## SUPPLIED PASSAGE
═══

Kannathil Muthamittal ( A Peck on The Cheek) is a 2022 Indian Tamil-language drama television series that airs on Zee Tamil and it is digitally available on ZEE5. It stars Padine Kumar, Rajeshwari and Santhosh in the lead roles. The series premiered on 11 April 2022 and is a remake of Zee TV television series Tujhse Hai Raabta. This is a tale of a bittersweet relationship between a stepmother and a daughter.

Synopsis
Subathra is married to Madhiazhagan. It has been 5 years since they are married. One day all of a sudden Madhiazhagan marries Vennila who loves Madhiazhagan even though Vennila knows that Madhiazhagan is already married. The marriage happened because Vennila got pregnant by Madhiazhagan. Madhiazhagan brings Vennila to his house after they got married secretly but nobody in Madhiazhagan’s family accepted them and they kicked out Madhiazhagan and Vennila out of the house. While Madhiazhagan’s mother Saradha is heartbroken after the incident, she decided to care for Subathra as like her own daughter.

═══

## ENTRIES SUPPLIED
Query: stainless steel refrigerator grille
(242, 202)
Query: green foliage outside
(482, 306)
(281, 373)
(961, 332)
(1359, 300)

═══

## EXERCISE
Write out the full Kannathil Muthamittal passage above, word for word, from its opening sentence through the end of the synopsis.

## TASK OUTPUT
Kannathil Muthamittal ( A Peck on The Cheek) is a 2022 Indian Tamil-language drama television series that airs on Zee Tamil and it is digitally available on ZEE5. It stars Padine Kumar, Rajeshwari and Santhosh in the lead roles. The series premiered on 11 April 2022 and is a remake of Zee TV television series Tujhse Hai Raabta. This is a tale of a bittersweet relationship between a stepmother and a daughter.

Synopsis
Subathra is married to Madhiazhagan. It has been 5 years since they are married. One day all of a sudden Madhiazhagan marries Vennila who loves Madhiazhagan even though Vennila knows that Madhiazhagan is already married. The marriage happened because Vennila got pregnant by Madhiazhagan. Madhiazhagan brings Vennila to his house after they got married secretly but nobody in Madhiazhagan’s family accepted them and they kicked out Madhiazhagan and Vennila out of the house. While Madhiazhagan’s mother Saradha is heartbroken after the incident, she decided to care for Subathra as like her own daughter.